VOTRE TÂCHE
Répondez aux questions suivantes à partir du texte ci-dessous sur le documentaire Cinema 500 km :
1. En quelle année le documentaire a-t-il été tourné ?
2. Quel âge a Tariq Al Husaini ?
3. Dans quel pays se rend-il pour aller au cinéma pour la première fois ?

Arabie saoudite : Cinema 500 km, un film d’avant les cinémas

Cinema 500km a été tourné en 2006 alors que le cinéma était encore interdit en Arabie saoudite. Le documentaire, primé à l’étranger, soulève le tabou de cette interdiction à travers une jeunesse saoudienne passionnée de 7ème art et prête à faire des centaines de kilomètres pour voir un grand écran.

L’histoire du cinéma saoudien n’a pas débutée en avril dernier, lorsque les cinémas ont pu ouvrir pour la première fois depuis les années 1970. En 2006, Abdullah Al Eyaf tourne son premier film documentaire dans le royaume, sa patrie. Une mise en abyme de la situation d’alors, où les cinémas sont interdits tandis que la télévision ne l’est pas. Une ode au Septième art, en somme, autant qu’une dénonciation de cette interdiction jugée absurde.

Le voyage d’un passionné du Septième Art

Alors que le cinéma est prohibé en Arabie saoudite depuis les années 1970, la population n’a accès à l’image et aux films qu’au travers de la télévision, réservée au cadre très privé de la famille. Une expérience plutôt limitée pour le spectateur. Dans ce contexte, la caméra suit le long et tortueux voyage de Tariq Al Husaini, un jeune homme de 21 ans, parti pour vivre sa passion du cinéma, ne serait-ce que pour un film. C’est au prix d’une demande de visa et d’un voyage de plus de 500 km à travers l’Arabie saoudite pour arriver au Bahreïn, qu’il va pouvoir se rendre pour la première fois au cinéma.

DONNÉES FOURNIES
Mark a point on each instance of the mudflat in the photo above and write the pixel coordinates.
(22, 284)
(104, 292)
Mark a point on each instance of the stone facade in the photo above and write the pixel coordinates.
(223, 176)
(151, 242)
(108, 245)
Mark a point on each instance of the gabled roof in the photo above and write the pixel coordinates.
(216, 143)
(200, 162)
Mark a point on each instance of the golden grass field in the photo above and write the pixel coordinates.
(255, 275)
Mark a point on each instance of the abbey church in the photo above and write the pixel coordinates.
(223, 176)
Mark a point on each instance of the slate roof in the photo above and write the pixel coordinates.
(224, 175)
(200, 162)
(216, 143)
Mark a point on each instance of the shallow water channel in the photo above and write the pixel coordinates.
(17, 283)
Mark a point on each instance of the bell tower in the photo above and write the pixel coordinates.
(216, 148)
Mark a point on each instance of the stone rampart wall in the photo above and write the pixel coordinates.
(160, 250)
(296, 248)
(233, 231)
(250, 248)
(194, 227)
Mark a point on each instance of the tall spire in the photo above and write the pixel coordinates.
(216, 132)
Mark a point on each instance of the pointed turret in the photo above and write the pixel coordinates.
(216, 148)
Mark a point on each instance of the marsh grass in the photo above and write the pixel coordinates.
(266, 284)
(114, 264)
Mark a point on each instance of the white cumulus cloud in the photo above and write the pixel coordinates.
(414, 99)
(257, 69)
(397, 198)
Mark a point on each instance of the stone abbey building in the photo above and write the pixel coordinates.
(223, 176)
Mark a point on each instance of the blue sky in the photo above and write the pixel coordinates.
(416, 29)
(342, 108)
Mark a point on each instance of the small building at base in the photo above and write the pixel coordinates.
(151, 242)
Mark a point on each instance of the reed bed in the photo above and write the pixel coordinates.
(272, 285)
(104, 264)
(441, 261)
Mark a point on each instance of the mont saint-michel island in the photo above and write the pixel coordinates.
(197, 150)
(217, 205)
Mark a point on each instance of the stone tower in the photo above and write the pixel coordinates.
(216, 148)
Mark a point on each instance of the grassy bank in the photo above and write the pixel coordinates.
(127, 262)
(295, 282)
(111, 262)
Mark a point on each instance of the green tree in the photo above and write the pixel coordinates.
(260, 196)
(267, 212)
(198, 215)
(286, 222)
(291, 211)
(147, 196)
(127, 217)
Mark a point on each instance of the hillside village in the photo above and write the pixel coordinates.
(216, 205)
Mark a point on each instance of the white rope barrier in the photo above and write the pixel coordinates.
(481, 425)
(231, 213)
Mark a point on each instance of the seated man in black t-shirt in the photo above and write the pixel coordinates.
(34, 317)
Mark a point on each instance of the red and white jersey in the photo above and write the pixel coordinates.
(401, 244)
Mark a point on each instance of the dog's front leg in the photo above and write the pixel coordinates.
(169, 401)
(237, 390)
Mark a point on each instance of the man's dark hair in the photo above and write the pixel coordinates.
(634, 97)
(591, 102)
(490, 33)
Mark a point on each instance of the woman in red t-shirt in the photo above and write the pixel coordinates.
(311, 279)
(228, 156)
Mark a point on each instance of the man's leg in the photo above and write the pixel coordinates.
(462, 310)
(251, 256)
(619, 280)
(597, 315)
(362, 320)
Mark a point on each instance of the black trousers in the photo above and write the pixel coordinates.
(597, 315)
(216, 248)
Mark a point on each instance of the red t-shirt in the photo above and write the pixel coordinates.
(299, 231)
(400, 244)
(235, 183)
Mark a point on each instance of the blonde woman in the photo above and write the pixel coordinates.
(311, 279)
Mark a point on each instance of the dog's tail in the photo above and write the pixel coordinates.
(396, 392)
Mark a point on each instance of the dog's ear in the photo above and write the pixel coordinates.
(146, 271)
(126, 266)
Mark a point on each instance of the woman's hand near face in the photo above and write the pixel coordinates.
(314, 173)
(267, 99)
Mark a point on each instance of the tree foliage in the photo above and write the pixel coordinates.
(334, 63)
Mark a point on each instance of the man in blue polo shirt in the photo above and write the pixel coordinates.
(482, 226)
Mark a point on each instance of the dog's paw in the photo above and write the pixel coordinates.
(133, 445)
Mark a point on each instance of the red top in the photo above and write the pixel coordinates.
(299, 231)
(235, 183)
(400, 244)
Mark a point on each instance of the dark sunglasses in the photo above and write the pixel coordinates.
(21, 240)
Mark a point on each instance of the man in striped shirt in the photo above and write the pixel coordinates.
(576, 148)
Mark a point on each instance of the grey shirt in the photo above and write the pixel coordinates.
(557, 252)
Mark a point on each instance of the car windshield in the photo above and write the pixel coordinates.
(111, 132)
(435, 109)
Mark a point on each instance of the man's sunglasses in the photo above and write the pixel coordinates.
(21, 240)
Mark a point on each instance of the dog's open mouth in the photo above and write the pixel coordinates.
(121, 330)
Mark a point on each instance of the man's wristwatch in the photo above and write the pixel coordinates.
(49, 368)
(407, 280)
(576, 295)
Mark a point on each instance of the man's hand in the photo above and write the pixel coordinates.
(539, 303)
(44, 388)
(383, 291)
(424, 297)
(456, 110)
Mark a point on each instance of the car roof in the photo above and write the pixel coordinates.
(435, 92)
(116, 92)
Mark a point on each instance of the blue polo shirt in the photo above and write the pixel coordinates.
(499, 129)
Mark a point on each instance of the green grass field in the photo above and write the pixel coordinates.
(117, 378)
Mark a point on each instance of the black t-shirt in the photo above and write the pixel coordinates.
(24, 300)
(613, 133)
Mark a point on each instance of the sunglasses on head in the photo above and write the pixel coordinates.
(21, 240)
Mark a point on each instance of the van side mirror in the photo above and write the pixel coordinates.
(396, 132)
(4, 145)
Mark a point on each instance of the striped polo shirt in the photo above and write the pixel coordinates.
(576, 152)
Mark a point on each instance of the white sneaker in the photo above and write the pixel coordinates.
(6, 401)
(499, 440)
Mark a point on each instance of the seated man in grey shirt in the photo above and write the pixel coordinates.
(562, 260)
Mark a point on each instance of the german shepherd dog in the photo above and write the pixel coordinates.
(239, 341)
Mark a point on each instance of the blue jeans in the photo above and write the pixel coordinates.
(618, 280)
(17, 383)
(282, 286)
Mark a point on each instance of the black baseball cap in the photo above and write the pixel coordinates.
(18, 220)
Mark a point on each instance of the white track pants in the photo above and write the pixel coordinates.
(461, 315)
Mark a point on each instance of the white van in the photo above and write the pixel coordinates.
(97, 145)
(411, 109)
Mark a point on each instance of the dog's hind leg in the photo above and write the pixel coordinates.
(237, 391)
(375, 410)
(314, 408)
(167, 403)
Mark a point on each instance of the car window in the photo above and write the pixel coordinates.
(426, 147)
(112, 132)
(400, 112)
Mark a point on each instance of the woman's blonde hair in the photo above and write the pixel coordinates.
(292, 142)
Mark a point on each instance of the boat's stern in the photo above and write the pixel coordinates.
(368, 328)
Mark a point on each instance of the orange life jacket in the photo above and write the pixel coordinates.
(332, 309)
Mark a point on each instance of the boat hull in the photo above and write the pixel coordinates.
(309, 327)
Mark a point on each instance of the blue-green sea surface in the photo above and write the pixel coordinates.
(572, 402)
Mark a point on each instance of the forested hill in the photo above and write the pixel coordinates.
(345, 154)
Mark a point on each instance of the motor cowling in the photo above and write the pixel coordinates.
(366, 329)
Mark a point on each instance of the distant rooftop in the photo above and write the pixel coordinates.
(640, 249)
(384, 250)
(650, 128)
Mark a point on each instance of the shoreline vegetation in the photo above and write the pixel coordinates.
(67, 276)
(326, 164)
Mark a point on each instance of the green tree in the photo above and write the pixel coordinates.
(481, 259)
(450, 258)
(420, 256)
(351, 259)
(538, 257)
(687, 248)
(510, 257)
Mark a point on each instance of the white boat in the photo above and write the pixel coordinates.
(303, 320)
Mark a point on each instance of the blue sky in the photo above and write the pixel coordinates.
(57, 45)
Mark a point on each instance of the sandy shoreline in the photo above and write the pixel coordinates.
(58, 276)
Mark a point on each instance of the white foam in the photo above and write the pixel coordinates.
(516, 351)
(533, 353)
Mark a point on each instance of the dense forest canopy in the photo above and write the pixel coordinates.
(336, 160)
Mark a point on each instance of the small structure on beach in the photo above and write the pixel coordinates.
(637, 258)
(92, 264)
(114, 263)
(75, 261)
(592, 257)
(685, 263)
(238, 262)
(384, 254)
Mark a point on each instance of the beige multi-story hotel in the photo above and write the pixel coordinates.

RÉPONSE COMPLÈTE
1. En 2006.
2. 21 ans.
3. Au Bahreïn.